-- Excerpted text --

★ ★ ★

Credit Suisse and Nomura were slower than rivals to cut their exposure to Archegos, a family office run by former Tiger Asia manager Bill Hwang. Global lenders that acted as brokers for Archegos may have to write down more $6 billion after the fund defaulted on payments, Reuters has reported.

Credit Suisse shares fell 4% on Wednesday, bringing this week’s decline to nearly 20%. Already under pressure from its exposure to failed supply chain finance firm Greensill, Credit Suisse’s plans to buy back shares and pay dividends this year could now be at risk, analysts said.

The bank’s market capitalisation has shrunk by five billion Swiss francs since Friday to 25.57 billion Swiss francs ($27.12 billion). Sources estimate Credit Suisse’s losses may total $5 billion but the bank declined to comment.

UBS analysts said “a lot of unanswered questions” remained, referring to Credit Suisse’s involvement first in Greensill and now the US-based hedge fund.

“Outflows? P&L impact? Insurance coverage? Quality of underlying assets? Litigation? Developments around involved partners? Reputational impact? Impact on strategy?” they wrote.

Meanwhile Nomura which has warned of a $2 billion hit from Archegos, fell a further 2.9% following a 0.8% fall on Japanese stock markets on Wednesday. Its market capitalisation has dropped from 2.3 trillion yen ($20.81 billion) to 1.88 trillion yen since Friday, Refinitiv data shows.

Ratings agencies added to the pressure as Moody’s slashed its outlook on Nomura to “negative”, citing potential deficiencies in its risk management process.

Fitch placed Nomura’s viability ratings on “negative watch” citing the potential for material losses arising from transactions with a US client in one of its US subsidiaries as well as questions over the adequacy of Nomura’s controls.

Meanwhile, in derivatives markets the cost of insuring exposure to Credit Suisse and Nomura rose.

Credit Suisse five-year credit defaults swaps (CDS) were trading at 73 basis points, the highest in a year and up 17 bps from Friday’s close, IHS Markit data showed.

That implies a cost of 73,000 Swiss francs a year to insure exposure to 10 million francs worth of Credit Suisse debt for a five-year period.

Nomura CDS were at 52 bps, versus 41 bps on Friday.

★ ★ ★

-- Tasks --
• 1. From the Archegos article above, transcribe the part that opens with the words containing "Meanwhile Nomura which" and closes with "Refinitiv data shows.".
• 2. In the Archegos article, at what level were Credit Suisse five-year credit default swaps trading, according to IHS Markit data?

-- Extracted information --
★ ★ ★

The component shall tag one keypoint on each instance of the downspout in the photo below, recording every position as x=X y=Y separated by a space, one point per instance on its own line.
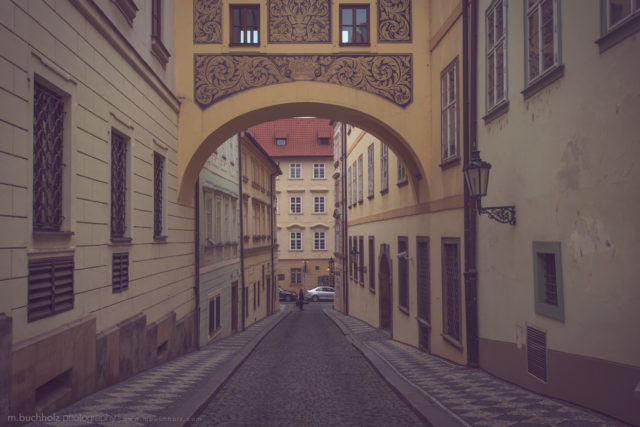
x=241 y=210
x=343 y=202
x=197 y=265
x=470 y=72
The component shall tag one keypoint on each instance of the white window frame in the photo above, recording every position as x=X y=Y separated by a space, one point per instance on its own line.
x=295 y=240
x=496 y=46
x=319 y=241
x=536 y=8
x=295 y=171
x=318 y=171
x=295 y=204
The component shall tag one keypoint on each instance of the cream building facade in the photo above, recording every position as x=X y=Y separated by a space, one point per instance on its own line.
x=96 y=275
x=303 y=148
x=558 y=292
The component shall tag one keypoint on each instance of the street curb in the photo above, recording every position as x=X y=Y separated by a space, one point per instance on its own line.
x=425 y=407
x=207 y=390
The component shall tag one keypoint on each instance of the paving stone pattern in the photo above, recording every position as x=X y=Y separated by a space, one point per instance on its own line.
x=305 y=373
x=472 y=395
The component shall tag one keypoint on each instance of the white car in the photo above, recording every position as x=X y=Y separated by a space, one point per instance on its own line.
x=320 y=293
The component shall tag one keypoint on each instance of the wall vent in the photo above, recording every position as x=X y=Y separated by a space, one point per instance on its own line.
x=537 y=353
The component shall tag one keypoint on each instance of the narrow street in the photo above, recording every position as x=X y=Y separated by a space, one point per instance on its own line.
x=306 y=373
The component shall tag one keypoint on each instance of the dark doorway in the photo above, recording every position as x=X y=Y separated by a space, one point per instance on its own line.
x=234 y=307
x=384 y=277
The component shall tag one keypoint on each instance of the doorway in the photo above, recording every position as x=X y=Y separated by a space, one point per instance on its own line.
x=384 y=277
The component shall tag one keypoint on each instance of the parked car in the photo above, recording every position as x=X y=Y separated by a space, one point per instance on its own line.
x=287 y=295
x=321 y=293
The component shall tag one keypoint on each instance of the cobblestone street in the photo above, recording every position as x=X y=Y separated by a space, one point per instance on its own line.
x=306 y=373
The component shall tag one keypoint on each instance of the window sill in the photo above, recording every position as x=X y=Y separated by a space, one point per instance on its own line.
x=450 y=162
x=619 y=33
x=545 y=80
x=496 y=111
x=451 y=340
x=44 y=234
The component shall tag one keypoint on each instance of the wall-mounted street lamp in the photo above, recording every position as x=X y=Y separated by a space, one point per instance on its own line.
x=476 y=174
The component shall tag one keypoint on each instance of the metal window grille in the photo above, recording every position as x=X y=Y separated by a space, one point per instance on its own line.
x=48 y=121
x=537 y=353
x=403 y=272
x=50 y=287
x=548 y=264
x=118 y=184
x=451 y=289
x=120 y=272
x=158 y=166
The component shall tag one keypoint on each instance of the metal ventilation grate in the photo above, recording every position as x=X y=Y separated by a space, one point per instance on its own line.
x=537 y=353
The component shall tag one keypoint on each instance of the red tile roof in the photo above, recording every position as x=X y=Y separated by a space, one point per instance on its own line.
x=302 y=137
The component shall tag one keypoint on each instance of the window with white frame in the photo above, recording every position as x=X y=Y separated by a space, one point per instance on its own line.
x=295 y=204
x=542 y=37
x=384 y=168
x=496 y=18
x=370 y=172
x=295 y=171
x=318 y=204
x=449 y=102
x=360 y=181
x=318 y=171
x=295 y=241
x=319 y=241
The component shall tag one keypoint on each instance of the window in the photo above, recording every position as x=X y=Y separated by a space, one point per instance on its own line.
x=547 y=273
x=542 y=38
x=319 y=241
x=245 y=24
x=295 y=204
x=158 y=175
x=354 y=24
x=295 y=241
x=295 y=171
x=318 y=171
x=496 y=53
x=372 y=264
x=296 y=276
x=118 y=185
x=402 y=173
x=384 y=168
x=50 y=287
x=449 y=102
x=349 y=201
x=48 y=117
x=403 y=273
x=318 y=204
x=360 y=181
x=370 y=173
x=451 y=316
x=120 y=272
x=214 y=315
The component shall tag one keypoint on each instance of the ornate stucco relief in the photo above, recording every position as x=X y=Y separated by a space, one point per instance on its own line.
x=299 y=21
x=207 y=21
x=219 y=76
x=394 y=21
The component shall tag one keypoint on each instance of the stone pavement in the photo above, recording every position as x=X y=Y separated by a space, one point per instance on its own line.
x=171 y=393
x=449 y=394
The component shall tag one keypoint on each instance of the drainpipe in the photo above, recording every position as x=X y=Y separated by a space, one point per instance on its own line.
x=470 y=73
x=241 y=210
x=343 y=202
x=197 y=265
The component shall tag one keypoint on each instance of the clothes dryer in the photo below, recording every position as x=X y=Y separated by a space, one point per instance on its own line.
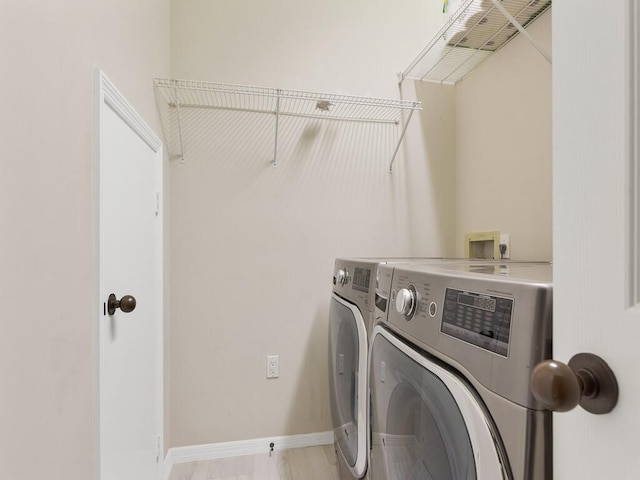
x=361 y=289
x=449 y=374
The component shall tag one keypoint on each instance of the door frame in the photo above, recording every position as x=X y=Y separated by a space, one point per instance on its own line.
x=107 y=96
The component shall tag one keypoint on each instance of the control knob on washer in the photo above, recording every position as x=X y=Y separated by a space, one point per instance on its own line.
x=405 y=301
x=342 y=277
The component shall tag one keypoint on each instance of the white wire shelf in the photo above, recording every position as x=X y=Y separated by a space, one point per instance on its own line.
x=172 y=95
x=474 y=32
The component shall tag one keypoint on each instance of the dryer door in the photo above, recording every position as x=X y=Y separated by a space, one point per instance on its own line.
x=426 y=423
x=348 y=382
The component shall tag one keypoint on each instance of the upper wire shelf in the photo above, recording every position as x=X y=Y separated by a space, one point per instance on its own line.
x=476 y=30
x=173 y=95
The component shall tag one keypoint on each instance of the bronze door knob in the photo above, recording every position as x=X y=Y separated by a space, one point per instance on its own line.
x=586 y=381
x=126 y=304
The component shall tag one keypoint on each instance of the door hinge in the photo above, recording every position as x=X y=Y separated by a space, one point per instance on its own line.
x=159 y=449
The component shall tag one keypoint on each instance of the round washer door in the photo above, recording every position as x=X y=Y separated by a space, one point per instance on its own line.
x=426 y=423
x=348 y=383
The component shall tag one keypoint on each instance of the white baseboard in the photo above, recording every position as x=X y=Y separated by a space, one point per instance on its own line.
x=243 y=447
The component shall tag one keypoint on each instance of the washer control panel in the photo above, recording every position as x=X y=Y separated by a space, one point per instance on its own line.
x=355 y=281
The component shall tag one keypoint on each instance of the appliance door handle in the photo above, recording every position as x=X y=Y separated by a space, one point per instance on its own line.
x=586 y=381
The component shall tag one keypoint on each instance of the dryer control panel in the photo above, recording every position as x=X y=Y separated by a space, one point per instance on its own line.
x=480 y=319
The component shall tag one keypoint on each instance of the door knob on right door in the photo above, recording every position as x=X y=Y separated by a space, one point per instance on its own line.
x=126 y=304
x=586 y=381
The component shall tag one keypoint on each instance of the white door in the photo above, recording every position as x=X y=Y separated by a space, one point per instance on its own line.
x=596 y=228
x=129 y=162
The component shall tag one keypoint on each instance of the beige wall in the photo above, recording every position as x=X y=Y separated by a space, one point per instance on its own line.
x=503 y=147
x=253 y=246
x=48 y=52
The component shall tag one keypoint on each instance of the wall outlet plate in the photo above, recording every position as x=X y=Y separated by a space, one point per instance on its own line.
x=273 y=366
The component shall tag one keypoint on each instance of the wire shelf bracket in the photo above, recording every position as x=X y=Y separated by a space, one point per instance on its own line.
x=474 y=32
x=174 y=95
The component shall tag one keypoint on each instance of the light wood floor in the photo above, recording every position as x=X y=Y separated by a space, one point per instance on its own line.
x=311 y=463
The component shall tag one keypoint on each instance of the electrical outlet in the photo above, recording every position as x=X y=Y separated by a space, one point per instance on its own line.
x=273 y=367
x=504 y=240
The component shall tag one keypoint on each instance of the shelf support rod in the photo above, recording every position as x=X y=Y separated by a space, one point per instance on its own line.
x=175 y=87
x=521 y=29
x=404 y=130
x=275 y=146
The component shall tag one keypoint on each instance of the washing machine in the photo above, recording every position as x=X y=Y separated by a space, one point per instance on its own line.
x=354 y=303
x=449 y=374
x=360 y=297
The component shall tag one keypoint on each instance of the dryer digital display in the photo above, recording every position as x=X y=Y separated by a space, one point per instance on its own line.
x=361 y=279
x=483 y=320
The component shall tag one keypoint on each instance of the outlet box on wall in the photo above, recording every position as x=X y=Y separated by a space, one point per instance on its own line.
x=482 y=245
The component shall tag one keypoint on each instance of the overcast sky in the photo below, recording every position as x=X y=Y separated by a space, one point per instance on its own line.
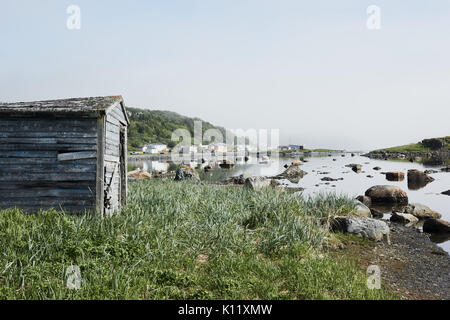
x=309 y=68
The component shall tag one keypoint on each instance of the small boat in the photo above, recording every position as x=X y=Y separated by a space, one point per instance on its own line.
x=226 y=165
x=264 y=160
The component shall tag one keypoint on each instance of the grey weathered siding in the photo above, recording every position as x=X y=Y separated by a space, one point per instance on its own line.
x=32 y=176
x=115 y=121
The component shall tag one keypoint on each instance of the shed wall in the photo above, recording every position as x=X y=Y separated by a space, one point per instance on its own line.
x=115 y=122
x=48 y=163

★ ★ ★

-- Answers by item --
• 1.
Meanwhile Nomura which has warned of a $2 billion hit from Archegos, fell a further 2.9% following a 0.8% fall on Japanese stock markets on Wednesday. Its market capitalisation has dropped from 2.3 trillion yen ($20.81 billion) to 1.88 trillion yen since Friday, Refinitiv data shows.

• 2. 73 basis points, the highest in a year.